### PROMPT:
Extract every line of the data below and reproduce each one verbatim, without any alteration.

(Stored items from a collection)
----

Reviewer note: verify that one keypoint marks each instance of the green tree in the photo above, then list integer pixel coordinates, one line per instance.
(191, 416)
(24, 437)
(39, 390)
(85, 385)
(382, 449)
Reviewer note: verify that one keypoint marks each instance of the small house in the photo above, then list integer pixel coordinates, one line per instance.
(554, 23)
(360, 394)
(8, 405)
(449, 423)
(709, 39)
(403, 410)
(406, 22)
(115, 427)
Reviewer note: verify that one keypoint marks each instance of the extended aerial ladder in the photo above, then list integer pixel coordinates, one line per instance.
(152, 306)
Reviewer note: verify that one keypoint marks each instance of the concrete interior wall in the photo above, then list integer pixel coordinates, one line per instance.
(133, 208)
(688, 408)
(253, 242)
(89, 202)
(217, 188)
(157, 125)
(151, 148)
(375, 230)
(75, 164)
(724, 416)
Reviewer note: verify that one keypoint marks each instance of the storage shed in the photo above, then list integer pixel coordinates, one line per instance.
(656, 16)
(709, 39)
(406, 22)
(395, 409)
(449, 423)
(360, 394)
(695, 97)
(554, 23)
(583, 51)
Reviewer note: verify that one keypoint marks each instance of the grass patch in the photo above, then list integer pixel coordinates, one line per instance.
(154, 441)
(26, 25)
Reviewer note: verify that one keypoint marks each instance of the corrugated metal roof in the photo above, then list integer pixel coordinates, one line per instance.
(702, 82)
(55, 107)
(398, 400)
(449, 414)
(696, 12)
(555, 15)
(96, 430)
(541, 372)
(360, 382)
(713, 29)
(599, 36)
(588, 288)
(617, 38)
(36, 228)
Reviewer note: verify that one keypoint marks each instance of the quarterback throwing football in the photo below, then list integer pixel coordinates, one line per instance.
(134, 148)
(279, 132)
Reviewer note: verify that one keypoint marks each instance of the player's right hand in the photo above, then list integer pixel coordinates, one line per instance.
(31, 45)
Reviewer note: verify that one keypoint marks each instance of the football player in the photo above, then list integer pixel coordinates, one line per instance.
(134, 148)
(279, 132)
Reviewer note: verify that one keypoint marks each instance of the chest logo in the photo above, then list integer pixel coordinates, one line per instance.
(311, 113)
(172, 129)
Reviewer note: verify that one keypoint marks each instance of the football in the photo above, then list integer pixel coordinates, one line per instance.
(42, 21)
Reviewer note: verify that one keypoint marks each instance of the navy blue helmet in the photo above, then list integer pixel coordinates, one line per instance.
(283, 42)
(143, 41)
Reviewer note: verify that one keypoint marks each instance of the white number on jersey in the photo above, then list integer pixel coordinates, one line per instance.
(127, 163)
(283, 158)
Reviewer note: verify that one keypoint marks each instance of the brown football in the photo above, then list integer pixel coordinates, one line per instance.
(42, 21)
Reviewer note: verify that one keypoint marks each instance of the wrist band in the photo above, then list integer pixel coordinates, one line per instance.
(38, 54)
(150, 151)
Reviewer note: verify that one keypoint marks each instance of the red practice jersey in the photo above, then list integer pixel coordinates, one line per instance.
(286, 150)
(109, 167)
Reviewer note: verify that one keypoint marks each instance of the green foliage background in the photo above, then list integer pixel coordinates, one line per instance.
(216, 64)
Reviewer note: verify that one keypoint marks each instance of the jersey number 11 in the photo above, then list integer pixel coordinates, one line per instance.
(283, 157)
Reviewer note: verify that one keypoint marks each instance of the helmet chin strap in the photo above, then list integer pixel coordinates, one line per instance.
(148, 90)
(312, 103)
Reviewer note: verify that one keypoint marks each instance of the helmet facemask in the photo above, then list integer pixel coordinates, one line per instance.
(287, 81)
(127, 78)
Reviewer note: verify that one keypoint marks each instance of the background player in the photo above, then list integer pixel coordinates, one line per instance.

----

### THE SOLUTION:
Reviewer note: verify that one keypoint marks each instance of the green tree in the photo above, then list integer pixel coordinates, one line per instance.
(191, 416)
(24, 437)
(39, 390)
(85, 385)
(382, 449)
Reviewer note: verify that one keypoint marks each instance of the small house in the photo above, then list integer pixel coordinates, one line per instance.
(554, 23)
(360, 394)
(8, 405)
(449, 423)
(709, 39)
(403, 410)
(406, 22)
(115, 427)
Reviewer note: verify that one keypoint marks each instance of the extended aerial ladder in the photo above, then list integer pixel coordinates, one line per instance.
(152, 306)
Reviewer note: verify that one keypoint marks each instance of the concrete interior wall in the photo above, then list integer pixel coordinates, one line per instance.
(133, 208)
(688, 408)
(253, 242)
(89, 202)
(217, 188)
(157, 125)
(151, 148)
(375, 230)
(75, 164)
(724, 416)
Reviewer note: verify that one keypoint marks each instance of the storage shed in the photo above, then list integer pixel coordinates, one line per instance.
(656, 16)
(709, 39)
(406, 22)
(395, 409)
(449, 423)
(360, 394)
(695, 97)
(554, 23)
(583, 51)
Reviewer note: verify that one keypoint marks each instance of the grass patch in the photo above, then list integer pixel coordinates, one line per instance.
(154, 441)
(26, 25)
Reviewer note: verify that one keypoint marks each instance of the corrugated metal roof in the photo above, then list integer pixel coordinates, one line per instance.
(702, 82)
(55, 107)
(398, 400)
(449, 414)
(696, 12)
(555, 15)
(96, 430)
(541, 372)
(360, 382)
(713, 29)
(599, 36)
(588, 288)
(617, 38)
(36, 228)
Reviewer note: verify that one keypoint marks each instance of the quarterback throwing football in the photo below, then list integer pixel coordinates, one line per instance.
(134, 148)
(279, 132)
Reviewer note: verify that one keypoint marks each instance of the player's right hand in the photo above, then list integer pixel coordinates, one line per instance.
(31, 45)
Reviewer note: verify that one keypoint marks each instance of the football player in the photo above, then list integer pixel coordinates, one line per instance.
(134, 148)
(279, 132)
Reviewer note: verify that one keypoint marks each instance of the chest logo in the photo above, then list integer pixel coordinates, one line per instance.
(311, 113)
(172, 129)
Reviewer note: verify that one keypoint marks each instance of the football in the photo above, then list integer pixel coordinates, one line per instance.
(42, 21)
Reviewer note: verify that one keypoint marks each instance of the navy blue helmet in the photo above, then list integer pixel coordinates, one line per instance.
(283, 42)
(143, 41)
Reviewer note: verify that one keypoint marks each instance of the white number on jersey in the photo above, then list integer pixel coordinates, one line per instance.
(127, 163)
(283, 158)
Reviewer note: verify that one keypoint marks each instance of the brown football in the photo above, then list integer pixel coordinates, one line per instance.
(42, 21)
Reviewer note: verify that one keypoint marks each instance of the wrist band in the photo above, then list integer pixel coordinates, one line per instance.
(38, 54)
(150, 151)
Reviewer note: verify that one keypoint marks each instance of the red practice jersey in the photo above, then list integer pixel coordinates, one line per instance.
(286, 150)
(109, 167)
Reviewer note: verify that one keypoint marks each instance of the green foliage background in the photo above, then list integer pixel coordinates, one line per instance.
(216, 64)
Reviewer note: verify that one keypoint marks each instance of the jersey number 11 in the photo above, then list integer pixel coordinates, one line per instance.
(283, 157)
Reviewer note: verify that one keypoint marks each instance of the helmet chin strap in the photo above, then list integer pixel coordinates, one line per instance.
(148, 90)
(312, 103)
Reviewer note: verify that one keypoint marks each instance of the helmet facemask in the photo above, then list integer pixel coordinates, one line per instance.
(287, 81)
(127, 78)
Reviewer note: verify that one keypoint marks each instance of the background player in the photo above, then list integer pixel coordinates, one line per instance.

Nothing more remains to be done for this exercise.